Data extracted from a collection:
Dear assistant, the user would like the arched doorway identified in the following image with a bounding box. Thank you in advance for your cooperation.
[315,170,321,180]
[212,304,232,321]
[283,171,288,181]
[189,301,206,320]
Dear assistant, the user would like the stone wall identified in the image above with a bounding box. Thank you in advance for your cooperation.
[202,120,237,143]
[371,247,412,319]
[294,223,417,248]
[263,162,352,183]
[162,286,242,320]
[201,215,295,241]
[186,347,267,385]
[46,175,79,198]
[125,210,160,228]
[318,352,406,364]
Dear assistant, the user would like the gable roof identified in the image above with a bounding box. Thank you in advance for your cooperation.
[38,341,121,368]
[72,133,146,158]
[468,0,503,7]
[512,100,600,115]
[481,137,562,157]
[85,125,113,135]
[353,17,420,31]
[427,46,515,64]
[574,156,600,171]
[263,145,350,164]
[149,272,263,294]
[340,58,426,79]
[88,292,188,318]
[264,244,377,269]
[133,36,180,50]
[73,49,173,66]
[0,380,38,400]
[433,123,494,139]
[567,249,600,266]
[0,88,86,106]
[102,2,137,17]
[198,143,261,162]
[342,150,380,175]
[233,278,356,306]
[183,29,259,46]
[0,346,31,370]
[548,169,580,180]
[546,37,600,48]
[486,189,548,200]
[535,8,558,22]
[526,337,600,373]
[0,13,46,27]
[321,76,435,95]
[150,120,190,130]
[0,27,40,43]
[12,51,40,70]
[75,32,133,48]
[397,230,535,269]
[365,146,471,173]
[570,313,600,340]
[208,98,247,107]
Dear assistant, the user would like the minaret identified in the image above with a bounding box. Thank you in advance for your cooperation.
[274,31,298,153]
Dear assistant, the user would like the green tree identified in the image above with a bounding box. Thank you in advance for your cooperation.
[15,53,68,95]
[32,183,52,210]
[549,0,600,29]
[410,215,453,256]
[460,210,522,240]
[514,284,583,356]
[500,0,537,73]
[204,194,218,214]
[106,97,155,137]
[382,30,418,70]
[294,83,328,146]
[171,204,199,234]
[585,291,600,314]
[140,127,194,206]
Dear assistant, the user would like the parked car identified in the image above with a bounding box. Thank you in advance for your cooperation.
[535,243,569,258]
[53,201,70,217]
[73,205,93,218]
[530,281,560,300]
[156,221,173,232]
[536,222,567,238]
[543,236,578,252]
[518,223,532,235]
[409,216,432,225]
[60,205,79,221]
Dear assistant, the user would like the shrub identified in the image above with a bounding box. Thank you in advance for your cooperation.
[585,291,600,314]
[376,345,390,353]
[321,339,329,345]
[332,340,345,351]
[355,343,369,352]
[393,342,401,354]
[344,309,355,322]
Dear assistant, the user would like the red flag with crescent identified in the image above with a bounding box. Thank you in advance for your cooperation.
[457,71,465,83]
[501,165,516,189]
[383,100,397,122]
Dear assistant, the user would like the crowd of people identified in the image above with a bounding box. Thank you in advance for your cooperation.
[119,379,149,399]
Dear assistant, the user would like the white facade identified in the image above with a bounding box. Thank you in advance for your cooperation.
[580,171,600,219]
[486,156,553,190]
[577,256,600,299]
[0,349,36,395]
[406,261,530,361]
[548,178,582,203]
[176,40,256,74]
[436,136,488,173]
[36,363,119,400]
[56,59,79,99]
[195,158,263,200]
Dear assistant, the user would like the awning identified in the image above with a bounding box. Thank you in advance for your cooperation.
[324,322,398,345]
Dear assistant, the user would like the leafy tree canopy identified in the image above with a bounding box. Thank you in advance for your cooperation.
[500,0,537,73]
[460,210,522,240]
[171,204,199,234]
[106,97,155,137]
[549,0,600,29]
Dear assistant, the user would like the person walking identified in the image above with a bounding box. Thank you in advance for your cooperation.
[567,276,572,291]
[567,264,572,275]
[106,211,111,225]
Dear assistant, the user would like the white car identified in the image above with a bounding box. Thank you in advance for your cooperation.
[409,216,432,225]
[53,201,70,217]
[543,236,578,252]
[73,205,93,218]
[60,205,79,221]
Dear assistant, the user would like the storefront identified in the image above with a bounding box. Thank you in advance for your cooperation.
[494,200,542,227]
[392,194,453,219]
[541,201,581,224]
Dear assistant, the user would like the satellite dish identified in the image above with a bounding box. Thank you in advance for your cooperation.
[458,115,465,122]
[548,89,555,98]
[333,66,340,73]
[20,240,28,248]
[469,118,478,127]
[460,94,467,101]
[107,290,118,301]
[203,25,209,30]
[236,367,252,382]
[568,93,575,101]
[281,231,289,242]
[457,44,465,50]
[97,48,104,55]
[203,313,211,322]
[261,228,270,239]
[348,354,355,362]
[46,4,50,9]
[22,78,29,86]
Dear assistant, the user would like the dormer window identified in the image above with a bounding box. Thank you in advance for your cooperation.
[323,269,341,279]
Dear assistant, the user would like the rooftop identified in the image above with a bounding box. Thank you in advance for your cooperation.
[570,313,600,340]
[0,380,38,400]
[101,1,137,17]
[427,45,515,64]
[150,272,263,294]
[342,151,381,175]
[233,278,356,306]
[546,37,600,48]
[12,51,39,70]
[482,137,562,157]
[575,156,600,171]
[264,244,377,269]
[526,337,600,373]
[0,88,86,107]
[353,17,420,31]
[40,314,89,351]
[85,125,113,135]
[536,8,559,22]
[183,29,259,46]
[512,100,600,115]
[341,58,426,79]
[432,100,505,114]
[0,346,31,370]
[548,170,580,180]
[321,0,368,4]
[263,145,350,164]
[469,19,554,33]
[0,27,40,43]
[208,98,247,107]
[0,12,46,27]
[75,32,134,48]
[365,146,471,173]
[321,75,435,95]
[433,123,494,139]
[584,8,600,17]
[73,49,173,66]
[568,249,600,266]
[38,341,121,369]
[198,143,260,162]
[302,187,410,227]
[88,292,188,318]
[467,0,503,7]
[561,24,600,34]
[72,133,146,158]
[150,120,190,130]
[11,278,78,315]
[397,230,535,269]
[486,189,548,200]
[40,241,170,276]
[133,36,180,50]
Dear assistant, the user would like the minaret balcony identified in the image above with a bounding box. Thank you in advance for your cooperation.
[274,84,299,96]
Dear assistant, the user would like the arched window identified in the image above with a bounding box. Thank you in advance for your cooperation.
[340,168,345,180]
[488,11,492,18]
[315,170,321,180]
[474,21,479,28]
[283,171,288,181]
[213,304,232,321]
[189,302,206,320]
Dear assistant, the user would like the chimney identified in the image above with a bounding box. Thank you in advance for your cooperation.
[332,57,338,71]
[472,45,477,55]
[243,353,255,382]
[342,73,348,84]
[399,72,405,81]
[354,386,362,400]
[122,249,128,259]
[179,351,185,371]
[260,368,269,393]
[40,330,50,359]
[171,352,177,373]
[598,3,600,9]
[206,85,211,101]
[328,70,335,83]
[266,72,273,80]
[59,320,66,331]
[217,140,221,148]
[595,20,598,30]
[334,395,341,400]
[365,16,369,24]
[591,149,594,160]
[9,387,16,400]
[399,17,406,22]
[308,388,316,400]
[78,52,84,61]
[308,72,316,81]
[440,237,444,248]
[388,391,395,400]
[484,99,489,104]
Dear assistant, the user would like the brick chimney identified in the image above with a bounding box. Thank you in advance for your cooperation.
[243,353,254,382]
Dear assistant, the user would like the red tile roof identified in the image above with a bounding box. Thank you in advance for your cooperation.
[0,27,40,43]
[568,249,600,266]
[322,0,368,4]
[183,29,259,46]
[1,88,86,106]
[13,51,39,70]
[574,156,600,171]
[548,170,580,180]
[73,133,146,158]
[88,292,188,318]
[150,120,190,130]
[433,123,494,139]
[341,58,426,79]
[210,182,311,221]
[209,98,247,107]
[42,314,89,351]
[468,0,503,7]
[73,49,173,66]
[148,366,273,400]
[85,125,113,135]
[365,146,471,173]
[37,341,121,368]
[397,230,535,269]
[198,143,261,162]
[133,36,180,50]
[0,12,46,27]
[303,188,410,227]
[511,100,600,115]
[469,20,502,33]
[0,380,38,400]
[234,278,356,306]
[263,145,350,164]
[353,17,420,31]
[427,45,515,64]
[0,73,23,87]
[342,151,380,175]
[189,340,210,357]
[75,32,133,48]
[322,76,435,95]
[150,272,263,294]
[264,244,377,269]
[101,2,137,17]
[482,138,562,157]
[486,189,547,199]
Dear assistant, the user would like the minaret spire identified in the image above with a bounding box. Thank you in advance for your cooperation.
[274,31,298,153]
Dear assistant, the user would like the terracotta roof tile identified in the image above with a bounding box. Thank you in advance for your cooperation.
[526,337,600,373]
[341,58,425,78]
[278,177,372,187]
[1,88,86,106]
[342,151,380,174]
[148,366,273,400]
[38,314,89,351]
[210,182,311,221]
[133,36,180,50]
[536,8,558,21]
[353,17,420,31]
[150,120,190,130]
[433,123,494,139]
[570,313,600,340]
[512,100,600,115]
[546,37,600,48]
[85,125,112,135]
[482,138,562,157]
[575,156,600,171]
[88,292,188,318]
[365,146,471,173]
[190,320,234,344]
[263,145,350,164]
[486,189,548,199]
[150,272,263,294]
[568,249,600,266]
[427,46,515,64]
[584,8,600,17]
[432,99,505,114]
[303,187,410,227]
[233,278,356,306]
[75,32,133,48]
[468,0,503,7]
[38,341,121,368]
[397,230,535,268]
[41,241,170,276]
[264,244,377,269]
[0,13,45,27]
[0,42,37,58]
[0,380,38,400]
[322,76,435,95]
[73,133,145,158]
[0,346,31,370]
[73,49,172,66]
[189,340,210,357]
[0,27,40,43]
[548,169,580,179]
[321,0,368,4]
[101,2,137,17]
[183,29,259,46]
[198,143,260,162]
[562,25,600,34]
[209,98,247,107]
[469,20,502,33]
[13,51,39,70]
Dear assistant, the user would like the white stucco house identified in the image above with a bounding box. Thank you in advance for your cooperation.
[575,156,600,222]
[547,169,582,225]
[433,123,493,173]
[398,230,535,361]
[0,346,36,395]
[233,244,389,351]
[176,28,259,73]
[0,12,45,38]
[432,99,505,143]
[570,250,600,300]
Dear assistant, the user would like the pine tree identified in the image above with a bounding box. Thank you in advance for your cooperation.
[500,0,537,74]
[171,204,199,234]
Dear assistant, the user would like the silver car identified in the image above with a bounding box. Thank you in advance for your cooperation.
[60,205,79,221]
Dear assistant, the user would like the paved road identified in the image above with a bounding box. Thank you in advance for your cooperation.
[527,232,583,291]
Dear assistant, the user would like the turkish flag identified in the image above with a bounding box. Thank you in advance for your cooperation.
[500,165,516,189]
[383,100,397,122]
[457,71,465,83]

TASK ITEM: Begin at the line containing "Dear assistant, the user would like the pine" and reproduce each line through the end of the records above.

RESPONSE AREA:
Dear assistant, the user would like the pine tree identified in the image above with a bounding box. Thank you in advance for your cooperation.
[500,0,537,74]
[171,204,199,234]
Dear assistant, the user would like the silver car identified in the image above with a bounding box. Thank you in advance for your cooperation.
[60,205,79,221]
Dear assistant, the user would like the paved road identified in the image above with a bounding box. Thank you in advance for your cooperation.
[527,232,583,291]
Dear assistant, the user would like the turkish flag identified in the image above with a bounding box. Thank you in advance for your cooperation.
[500,165,516,189]
[383,100,397,122]
[457,71,465,83]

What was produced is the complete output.